> _WHAT YOU ARE ASKED TO DO_: The records below are to be reproduced exactly, with the pictures left out.

> _EXTRACTED INFORMATION_:
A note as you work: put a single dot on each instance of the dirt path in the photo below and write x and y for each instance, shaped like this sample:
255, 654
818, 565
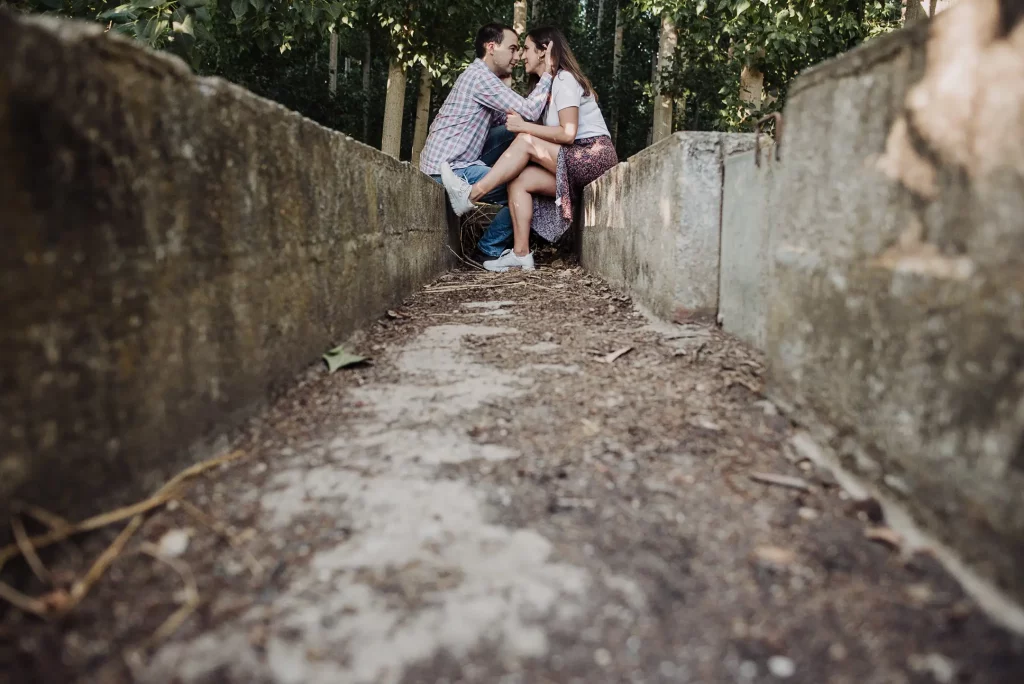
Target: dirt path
500, 498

> _ANSWER SECTION_:
A note as you work: put a single dot on each instance of the dirt path in the photo below and write x and y for each instance, shaped like this sample:
255, 654
818, 565
Target: dirt path
500, 498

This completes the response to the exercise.